## Exercise passage
Books Postpartum Pregnancy/Parenting Notes

My Postnatal Repletion

June 5, 2024

The strangeness of postpartum isn’t written about enough.  There are few books about the state of new motherhood.  It’s as though the mother is pushed into oblivion by mountains of dirty diapers and midnight feedings.  No one talks about learning to inhabit the postnatal body and mind.  A mind that is usually bewildered.  A body whose contours are unfamiliar.  A depleted body.  In need of postnatal repletion.

I recently read ‘The Postnatal Depletion Cure‘ by Dr. Oscar Serrallach.  In it he describes postnatal depletion, and validates the millions of women struggling to find themselves postpartum.  Postpartum depletion comprises all the symptoms a woman experiences post delivery, such as the change in sleep cycle, the psychological strain and the emotional disturbances, social isolation and the hormonal changes.  He argues that the postnatal body is nutritionally depleted, especially if the mother is breastfeeding.  This depletion combined with a lack of sleep and the expectation that a woman seamlessly slip into her new role contribute to women experiencing long-term health problems even years after birthing their babies.  He suggests post delivery women focus on postnatal repletion.

I read the book in two days (breastfeeding gives you a lot of reading time).  Dr. Oscar’s research is thorough and compelling.  I felt conflicted postpartum.  I wanted to support my healing, but I wasn’t sure confinement and gorging on postnatal laddoos would help.  Above all, I didn’t want to do something just for the sake of it.  Fortunately, eastern cultures have certain traditions that are women-focused and can actually speed up healing.

## Material supplied
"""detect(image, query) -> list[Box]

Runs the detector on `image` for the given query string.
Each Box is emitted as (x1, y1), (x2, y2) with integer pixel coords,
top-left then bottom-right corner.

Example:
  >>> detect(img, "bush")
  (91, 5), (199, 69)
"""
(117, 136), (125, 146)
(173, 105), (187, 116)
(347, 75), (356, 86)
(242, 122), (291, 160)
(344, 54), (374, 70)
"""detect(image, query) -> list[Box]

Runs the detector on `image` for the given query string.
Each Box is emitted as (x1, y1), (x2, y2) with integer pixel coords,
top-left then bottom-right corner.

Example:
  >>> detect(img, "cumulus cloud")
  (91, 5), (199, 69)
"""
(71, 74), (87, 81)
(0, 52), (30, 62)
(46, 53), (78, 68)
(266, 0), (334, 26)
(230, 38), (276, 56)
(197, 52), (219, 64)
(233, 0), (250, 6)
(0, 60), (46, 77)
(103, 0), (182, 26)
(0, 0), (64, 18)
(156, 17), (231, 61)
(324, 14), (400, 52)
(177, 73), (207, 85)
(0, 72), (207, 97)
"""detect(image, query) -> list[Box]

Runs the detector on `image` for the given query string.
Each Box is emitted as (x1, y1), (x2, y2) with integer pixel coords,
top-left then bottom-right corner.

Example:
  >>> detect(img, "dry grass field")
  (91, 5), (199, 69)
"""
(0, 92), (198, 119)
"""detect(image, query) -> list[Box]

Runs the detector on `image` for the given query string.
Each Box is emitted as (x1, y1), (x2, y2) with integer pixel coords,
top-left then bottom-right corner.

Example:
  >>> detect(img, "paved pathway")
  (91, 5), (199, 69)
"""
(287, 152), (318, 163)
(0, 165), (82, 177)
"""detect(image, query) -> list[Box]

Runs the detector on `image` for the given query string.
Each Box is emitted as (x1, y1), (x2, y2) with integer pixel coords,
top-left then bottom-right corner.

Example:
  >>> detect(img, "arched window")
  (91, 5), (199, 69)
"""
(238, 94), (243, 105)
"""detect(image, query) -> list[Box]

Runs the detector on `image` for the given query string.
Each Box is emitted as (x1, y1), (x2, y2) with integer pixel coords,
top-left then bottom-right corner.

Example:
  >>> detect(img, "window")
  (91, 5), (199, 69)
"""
...
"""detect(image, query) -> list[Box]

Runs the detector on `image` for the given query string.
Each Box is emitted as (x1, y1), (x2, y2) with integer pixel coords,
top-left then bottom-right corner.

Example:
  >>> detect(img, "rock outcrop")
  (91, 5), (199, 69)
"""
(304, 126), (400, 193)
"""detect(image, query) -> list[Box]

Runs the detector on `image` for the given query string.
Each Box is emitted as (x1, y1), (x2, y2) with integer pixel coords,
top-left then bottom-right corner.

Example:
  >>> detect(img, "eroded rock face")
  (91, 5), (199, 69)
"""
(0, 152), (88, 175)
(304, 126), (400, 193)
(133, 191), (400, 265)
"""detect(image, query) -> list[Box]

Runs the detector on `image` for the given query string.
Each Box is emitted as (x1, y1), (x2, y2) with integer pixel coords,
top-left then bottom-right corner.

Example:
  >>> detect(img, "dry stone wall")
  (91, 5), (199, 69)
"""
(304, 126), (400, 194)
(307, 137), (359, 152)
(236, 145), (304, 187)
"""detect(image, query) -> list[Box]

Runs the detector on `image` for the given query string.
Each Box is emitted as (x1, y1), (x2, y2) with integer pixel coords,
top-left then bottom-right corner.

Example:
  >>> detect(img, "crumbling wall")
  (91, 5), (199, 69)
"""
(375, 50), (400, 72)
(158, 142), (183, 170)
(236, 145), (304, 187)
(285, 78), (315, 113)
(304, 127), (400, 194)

## Activity 1
Reproduce the postpartum essay word for word between "I read the book" and "speed up healing.", inclusive.
## Activity 2
Pick up the postpartum essay after its final sentence and carry it forward.
The data has nothing to do with the postpartum essay.

## Written answer 1
I read the book in two days (breastfeeding gives you a lot of reading time).  Dr. Oscar’s research is thorough and compelling.  I felt conflicted postpartum.  I wanted to support my healing, but I wasn’t sure confinement and gorging on postnatal laddoos would help.  Above all, I didn’t want to do something just for the sake of it.  Fortunately, eastern cultures have certain traditions that are women-focused and can actually speed up healing.

## Written answer 2
My Postnatal Repletion

I was in my second month postpartum when I read the book.  I inadvertently followed three practices that resonate with his philosophy of ‘postnatal repletion’.

  1. Laddoos: A friend of mine sent me some laddoos during my first trimester.  I could hardly look at sweet things without wanting to vomit and ended up giving them away.  Fast forward to now.  Four different people have sent me four kinds of postpartum laddoos.  All of them made of various dry fruits and (the magic ingredient) gond.  Most women are advised to have calcium and iron supplements postpartum.  According to Dr. Oscar, we need a lot more than just basic nutrition because the process of creating a baby depletes a lot from your body. Consequently, these laddoos have helped keep my energy levels up, my skin clear, and my hair intact (so far). Additionally, my joints don’t hurt, and gradually, my PGP is also disappearing. Initially, I had heard horror stories about these laddoos. Many people mistakenly equate nutrition with simply ‘fattening the woman up so she can produce more milk for her baby.’ However, if made with the right recipe, these laddoos genuinely strengthen you, and you can feel the difference day after day as you move more easily and freely.
  2. Massage: I’ve included this because I think massage helped me bounce back faster.  A few days into my postpartum I realised I won’t be able to ‘sleep when the baby sleeps’.  In any case, it’s a disturbed sleep where you’re hyper vigilant, waking at the slightest mewl from your baby.  I was lucky to find an Ayurvedic masseuse who had an innate understanding of the human body.  Her massages were transformative.  I did 40 days postpartum massage with her and I can feel my body coming together again.  These massages relaxed me, and made up for any kind of sleep deprivation I experienced.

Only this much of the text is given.